**DOCUMENT:**
A petition signed by over 350 Recreation employees was presented the Portland City Council on December 2, asking for a $15 an hour minimum wage, benefits, and more opportunity for year-round jobs. “I’ve seen excellent employees struggle with low wages and a lack of access to full time work,” said William Zeigler, a frontline staff member at Mt. Scott Community Center. “These staff members kept our community centers running even if it meant they weren’t making enough to live or had to work multiple jobs. Many great employees who had a real future with the City have left due to low wages and a lack of access to full-time work.”
At an October 21 “working families town hall” held at the SEIU Local 49 hall, Mayor Charlie Hales stated he would push the City council to voluntarily recognize Parks and Recreation workers as unionized workers: if they want to join the union–Laborers Local 483–then the City will recognize them as union employees. Now Recreation workers are trying to hold Hales to his word. If placed in an ordinance, voluntary recognition would mean that the City would be a willing partner in negotiations over living wages, benefits, and other workplace protections. Erica Askin, Business Manager for Laborers Local 483, estimates that 600 to 900 Parks and Recreation employees would be affected, depending upon how their work is arranged.

**REQUIRED TASK 1:** Return the portion of the text on the Recreation workers' wage petition between "At an October" and "work is arranged.", inclusive.
The records that follow this text are unrelated to it.

**DATA ROWS:**

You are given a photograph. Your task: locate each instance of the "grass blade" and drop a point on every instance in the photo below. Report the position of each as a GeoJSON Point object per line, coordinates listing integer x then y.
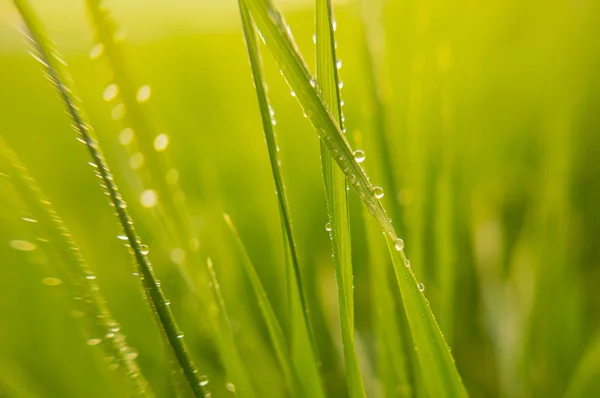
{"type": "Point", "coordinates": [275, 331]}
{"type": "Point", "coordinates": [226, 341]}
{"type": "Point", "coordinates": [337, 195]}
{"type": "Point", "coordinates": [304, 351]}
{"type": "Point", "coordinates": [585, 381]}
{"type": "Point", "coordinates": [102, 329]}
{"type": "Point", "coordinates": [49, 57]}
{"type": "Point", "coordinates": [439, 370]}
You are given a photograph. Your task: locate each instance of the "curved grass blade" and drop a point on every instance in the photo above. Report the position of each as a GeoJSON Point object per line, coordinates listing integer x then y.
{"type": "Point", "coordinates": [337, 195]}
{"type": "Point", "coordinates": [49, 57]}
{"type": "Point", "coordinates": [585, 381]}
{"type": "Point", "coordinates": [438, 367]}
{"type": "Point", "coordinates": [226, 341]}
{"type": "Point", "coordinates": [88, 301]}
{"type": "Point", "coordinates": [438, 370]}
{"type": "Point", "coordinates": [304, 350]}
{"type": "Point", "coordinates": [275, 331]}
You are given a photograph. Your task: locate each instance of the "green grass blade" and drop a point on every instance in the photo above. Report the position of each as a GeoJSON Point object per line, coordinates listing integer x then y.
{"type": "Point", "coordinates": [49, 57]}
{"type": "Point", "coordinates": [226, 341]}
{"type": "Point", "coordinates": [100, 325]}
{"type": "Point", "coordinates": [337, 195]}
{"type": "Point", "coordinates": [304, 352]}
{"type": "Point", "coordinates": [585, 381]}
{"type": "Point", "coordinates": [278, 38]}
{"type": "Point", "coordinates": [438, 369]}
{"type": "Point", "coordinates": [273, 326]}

**REQUIRED TASK 2:** State how many lines in the records contain the string "above", giving only the number.

**TASK RESPONSE 1:**
At an October 21 “working families town hall” held at the SEIU Local 49 hall, Mayor Charlie Hales stated he would push the City council to voluntarily recognize Parks and Recreation workers as unionized workers: if they want to join the union–Laborers Local 483–then the City will recognize them as union employees. Now Recreation workers are trying to hold Hales to his word. If placed in an ordinance, voluntary recognition would mean that the City would be a willing partner in negotiations over living wages, benefits, and other workplace protections. Erica Askin, Business Manager for Laborers Local 483, estimates that 600 to 900 Parks and Recreation employees would be affected, depending upon how their work is arranged.

**TASK RESPONSE 2:** 2